*** Opening EXTRACT ***

-
Notifications
You must be signed in to change notification settings - Fork 42
EPE 2017
TEES is one of the downstream applications in the EPE 2017 shared task. Using the TEES development branch it will be possible for the participants to evaluate their own parses for the biological event extraction downstream task. More information will be provided on this page once it becomes available.
This guide will show how to use TEES to evaluate your EPE shared task parse submissions. For more information on using TEES, please refer to the main documentation.
The EPE task organizers will evaluate your submissions, but you can also use the downstream programs yourself to test your parses. For the biological event extraction downstream task you will need to download or checkout the development branch of TEES. You don't need to install TEES, the scripts can be used directly from the downloaded directory. However, before using TEES you need to run the 'configure.py' program in order to setup the datasets and programs TEES uses. To configure TEES, please run the following program:
python configure.py
The configure program will offer you various options. It is OK to accept the defaults, but if you are using TEES only for evaluating EPE parses, you only need to install the classifier (option 1) and the corpora (option 3). For the corpora, it is enough to install the BioNLP'09 corpus (option 2) and the evaluators (option 7).

*** Closing EXTRACT ***
*** Opening EXCERPTED DATA ***

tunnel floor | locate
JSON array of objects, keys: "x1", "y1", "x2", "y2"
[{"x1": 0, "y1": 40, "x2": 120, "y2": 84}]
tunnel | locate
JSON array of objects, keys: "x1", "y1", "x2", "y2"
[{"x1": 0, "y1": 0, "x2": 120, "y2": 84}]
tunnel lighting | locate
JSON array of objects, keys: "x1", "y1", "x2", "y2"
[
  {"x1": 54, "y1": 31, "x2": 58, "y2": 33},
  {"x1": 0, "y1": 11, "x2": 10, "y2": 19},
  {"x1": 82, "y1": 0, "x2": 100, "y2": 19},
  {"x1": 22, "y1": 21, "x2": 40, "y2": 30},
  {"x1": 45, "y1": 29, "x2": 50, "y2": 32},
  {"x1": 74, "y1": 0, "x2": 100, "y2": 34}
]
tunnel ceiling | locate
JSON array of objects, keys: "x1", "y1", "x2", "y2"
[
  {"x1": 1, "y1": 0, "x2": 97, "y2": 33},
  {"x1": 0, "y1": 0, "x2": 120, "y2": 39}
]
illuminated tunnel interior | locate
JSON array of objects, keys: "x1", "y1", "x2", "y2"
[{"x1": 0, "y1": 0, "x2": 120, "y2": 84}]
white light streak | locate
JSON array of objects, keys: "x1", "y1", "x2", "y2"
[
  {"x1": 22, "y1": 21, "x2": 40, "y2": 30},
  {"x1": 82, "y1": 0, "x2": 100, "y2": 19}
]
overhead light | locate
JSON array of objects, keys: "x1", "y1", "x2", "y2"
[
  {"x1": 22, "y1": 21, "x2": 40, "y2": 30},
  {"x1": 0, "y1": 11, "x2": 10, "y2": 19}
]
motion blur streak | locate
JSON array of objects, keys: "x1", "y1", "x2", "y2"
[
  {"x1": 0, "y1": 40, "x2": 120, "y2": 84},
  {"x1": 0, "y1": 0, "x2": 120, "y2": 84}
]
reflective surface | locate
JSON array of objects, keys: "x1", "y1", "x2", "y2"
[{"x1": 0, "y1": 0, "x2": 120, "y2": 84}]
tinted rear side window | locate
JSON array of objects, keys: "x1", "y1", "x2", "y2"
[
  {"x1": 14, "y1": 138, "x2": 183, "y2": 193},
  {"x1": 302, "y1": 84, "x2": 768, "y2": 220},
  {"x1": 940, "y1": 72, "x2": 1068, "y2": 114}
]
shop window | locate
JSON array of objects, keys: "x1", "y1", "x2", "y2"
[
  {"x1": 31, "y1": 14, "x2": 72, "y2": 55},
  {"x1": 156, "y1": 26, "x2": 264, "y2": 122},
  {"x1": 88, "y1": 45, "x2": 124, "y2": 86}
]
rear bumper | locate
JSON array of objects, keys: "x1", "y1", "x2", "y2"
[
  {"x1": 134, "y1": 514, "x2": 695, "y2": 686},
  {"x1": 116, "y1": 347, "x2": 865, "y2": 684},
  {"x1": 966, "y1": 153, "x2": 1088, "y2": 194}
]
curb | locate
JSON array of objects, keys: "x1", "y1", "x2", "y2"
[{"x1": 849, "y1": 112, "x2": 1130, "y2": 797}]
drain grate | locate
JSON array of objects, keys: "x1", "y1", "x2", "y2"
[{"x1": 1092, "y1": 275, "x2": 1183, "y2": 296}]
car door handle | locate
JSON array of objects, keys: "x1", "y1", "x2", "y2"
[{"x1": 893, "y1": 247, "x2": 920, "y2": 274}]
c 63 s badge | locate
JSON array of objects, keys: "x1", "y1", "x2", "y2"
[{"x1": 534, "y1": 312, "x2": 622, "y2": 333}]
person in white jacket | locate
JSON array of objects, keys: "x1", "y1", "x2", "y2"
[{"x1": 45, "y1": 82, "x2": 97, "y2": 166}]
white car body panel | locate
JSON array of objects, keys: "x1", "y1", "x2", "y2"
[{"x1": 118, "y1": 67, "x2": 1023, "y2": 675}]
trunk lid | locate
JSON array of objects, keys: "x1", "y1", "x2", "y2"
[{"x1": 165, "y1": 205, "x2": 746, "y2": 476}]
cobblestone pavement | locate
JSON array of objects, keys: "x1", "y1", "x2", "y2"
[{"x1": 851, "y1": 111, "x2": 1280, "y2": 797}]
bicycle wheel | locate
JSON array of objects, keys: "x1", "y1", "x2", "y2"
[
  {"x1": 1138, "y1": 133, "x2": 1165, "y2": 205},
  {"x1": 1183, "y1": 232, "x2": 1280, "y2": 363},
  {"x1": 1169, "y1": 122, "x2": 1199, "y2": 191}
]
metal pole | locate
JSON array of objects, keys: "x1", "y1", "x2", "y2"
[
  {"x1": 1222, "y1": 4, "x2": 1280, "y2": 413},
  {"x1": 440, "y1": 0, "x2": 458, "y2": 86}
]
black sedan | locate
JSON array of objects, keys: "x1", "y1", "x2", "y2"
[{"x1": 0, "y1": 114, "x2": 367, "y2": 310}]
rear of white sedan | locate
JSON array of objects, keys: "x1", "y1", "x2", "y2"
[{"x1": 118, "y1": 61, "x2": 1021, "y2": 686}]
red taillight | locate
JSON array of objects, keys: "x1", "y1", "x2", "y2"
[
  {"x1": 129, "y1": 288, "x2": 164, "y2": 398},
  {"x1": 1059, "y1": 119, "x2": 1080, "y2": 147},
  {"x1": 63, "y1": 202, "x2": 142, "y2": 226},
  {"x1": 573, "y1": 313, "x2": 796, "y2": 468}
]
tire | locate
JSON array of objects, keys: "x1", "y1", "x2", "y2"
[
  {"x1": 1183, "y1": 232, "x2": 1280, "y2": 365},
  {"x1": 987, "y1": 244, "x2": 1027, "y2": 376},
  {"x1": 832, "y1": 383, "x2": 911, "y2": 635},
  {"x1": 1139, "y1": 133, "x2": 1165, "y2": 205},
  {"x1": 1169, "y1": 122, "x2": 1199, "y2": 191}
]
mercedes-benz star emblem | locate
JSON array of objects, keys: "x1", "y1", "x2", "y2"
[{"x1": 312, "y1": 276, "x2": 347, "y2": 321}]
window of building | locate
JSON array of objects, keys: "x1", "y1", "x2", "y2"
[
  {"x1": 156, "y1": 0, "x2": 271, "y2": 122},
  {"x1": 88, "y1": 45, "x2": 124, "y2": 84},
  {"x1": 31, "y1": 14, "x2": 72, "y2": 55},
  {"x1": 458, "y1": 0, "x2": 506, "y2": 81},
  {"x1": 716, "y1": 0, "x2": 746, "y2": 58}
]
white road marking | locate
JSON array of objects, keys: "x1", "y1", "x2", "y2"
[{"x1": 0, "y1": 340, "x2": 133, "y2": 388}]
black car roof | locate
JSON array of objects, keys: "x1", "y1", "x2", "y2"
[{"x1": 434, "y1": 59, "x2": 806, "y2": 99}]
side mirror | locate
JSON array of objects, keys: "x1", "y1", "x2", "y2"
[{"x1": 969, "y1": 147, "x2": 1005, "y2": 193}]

*** Closing EXCERPTED DATA ***

EXERCISE SET:
**1.** In the TEES guide, which branch of TEES must be downloaded or checked out for the biological event extraction downstream task?
**2.** According to the TEES guide, why must 'configure.py' be run before using TEES?

ANSWERS TO THIS EXERCISE:
**1.** The development branch.

**2.** Running 'configure.py' sets up the datasets and programs that TEES uses. TEES doesn't need to be installed, but this configuration step is still required.